(Records)
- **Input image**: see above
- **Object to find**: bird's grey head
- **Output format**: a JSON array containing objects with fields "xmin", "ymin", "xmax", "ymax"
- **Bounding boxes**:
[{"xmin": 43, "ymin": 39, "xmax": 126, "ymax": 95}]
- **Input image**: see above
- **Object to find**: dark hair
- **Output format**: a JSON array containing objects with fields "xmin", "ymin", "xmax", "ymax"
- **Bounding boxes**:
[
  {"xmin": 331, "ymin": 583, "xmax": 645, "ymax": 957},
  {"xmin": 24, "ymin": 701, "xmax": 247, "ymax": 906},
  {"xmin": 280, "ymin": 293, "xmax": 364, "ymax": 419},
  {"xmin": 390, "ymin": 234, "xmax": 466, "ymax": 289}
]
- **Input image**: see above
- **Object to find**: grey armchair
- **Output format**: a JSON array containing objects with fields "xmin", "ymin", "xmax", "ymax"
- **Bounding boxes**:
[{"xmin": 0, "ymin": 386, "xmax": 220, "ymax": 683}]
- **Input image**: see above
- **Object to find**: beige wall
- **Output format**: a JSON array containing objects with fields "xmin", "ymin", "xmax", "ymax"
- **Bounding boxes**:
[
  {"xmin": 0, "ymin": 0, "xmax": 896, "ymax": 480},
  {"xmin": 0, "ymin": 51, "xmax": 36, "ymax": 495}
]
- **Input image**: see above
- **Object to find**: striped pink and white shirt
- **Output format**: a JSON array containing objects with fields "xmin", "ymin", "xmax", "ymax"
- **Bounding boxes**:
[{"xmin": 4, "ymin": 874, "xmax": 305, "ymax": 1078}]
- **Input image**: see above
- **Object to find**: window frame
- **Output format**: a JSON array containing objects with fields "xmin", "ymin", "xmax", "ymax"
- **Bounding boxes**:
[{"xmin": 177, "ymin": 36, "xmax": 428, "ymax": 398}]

** TASK INSTRUCTIONS **
Change each instance of "Output format" in the entries above to "Response format", and reproduce the entries with everything else unchanged.

** CORRECT OUTPUT **
- **Input image**: see above
- **Object to find**: bird's grey head
- **Response format**: a JSON array containing objects with fields "xmin", "ymin", "xmax", "ymax"
- **Bounding boxes**:
[{"xmin": 43, "ymin": 39, "xmax": 126, "ymax": 95}]
- **Input image**: see above
- **Object to find**: dark hair
- **Response format**: a JSON array containing objects with fields "xmin", "ymin", "xmax", "ymax"
- **Bounding boxes**:
[
  {"xmin": 331, "ymin": 583, "xmax": 645, "ymax": 957},
  {"xmin": 24, "ymin": 701, "xmax": 247, "ymax": 906},
  {"xmin": 280, "ymin": 293, "xmax": 364, "ymax": 419},
  {"xmin": 390, "ymin": 234, "xmax": 466, "ymax": 289}
]
- **Input image**: see above
- **Object to find**: grey armchair
- **Response format**: a JSON array containing objects with fields "xmin", "ymin", "xmax", "ymax"
- **Bounding boxes**:
[{"xmin": 0, "ymin": 386, "xmax": 220, "ymax": 683}]
- **Input image**: see above
- **Object to find**: beige wall
- **Response format**: a JSON array containing objects with fields "xmin", "ymin", "xmax", "ymax"
- **Bounding boxes**:
[
  {"xmin": 0, "ymin": 0, "xmax": 896, "ymax": 480},
  {"xmin": 0, "ymin": 51, "xmax": 36, "ymax": 495}
]
- **Input image**: see above
- **Object to find**: striped pink and white shirt
- **Response format**: a JSON array containing objects with fields "xmin", "ymin", "xmax", "ymax"
- **Bounding boxes**:
[{"xmin": 4, "ymin": 874, "xmax": 305, "ymax": 1078}]
- **Input image**: see above
- **Object to find**: window frame
- **Response format**: a JSON array containing objects with fields "xmin", "ymin", "xmax", "ymax"
- **Bounding boxes**:
[{"xmin": 177, "ymin": 36, "xmax": 428, "ymax": 398}]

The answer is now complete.